*TASK PROMPT*:
Reproduce each of the records below word for word, leaving nothing out and changing nothing.

*SUPPLIED RECORDS*:

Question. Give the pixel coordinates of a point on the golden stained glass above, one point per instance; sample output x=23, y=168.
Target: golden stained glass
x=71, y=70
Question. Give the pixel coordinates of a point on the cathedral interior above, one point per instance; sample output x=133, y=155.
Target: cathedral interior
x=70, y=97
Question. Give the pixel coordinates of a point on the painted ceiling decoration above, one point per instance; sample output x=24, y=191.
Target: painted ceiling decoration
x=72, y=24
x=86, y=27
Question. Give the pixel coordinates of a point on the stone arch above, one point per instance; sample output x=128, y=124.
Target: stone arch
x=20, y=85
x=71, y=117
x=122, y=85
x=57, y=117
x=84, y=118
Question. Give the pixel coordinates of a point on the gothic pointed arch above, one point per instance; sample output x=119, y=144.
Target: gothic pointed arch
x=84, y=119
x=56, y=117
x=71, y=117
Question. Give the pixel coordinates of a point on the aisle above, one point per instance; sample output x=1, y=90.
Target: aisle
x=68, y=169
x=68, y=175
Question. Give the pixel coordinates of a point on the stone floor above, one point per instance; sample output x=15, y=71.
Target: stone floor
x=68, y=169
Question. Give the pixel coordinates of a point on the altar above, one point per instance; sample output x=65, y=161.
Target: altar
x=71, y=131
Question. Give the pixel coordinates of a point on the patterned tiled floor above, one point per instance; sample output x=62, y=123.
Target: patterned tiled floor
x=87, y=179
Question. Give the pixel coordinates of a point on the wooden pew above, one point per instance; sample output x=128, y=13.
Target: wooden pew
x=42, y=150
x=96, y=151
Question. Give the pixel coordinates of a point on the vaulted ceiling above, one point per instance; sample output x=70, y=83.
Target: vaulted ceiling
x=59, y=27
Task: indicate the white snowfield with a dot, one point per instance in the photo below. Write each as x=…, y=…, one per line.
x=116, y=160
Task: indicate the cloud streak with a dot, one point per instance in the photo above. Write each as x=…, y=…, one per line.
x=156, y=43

*WRITTEN REPLY*:
Question. Give the pixel coordinates of a point on the golden stained glass above, one point per instance; sample output x=23, y=168.
Target: golden stained glass
x=71, y=70
Question. Give the pixel coordinates of a point on the cathedral interior above, one point per instance; sample output x=133, y=155.
Target: cathedral interior
x=70, y=97
Question. Give the pixel coordinates of a point on the painted ceiling decoration above, one point per instance; sample output x=24, y=191.
Target: painted ceiling decoration
x=72, y=24
x=86, y=27
Question. Give the pixel coordinates of a point on the stone arch above, one point per instance; sample output x=128, y=124.
Target: stone arch
x=20, y=85
x=71, y=117
x=122, y=85
x=57, y=117
x=84, y=118
Question. Give the pixel coordinates of a point on the gothic pointed arch above, one point per instance; sample output x=119, y=144.
Target: gothic pointed arch
x=84, y=119
x=56, y=117
x=71, y=117
Question. Give the pixel coordinates of a point on the aisle above, one point per instance; sample output x=1, y=90.
Target: aisle
x=68, y=169
x=68, y=175
Question. Give the pixel coordinates of a point on the stone floor above, one point per instance; sample output x=15, y=71.
Target: stone floor
x=68, y=169
Question. Give the pixel coordinates of a point on the altar above, one point per instance; sample output x=65, y=161.
Target: altar
x=71, y=131
Question. Give the pixel coordinates of a point on the patterned tiled floor above, one point per instance; sample output x=62, y=123.
Target: patterned tiled floor
x=87, y=179
Question. Give the pixel coordinates of a point on the wooden pew above, one point per instance; sample output x=128, y=13.
Target: wooden pew
x=42, y=150
x=96, y=151
Question. Give the pixel coordinates of a point on the vaulted ceiling above, one point per instance; sample output x=70, y=83.
Target: vaulted ceiling
x=59, y=27
Task: indicate the white snowfield with a dot, one point per instance in the photo below. Write each as x=…, y=…, one per line.
x=116, y=160
Task: indicate the cloud streak with a dot, one point per instance in the photo above. Write each as x=…, y=…, one per line.
x=156, y=43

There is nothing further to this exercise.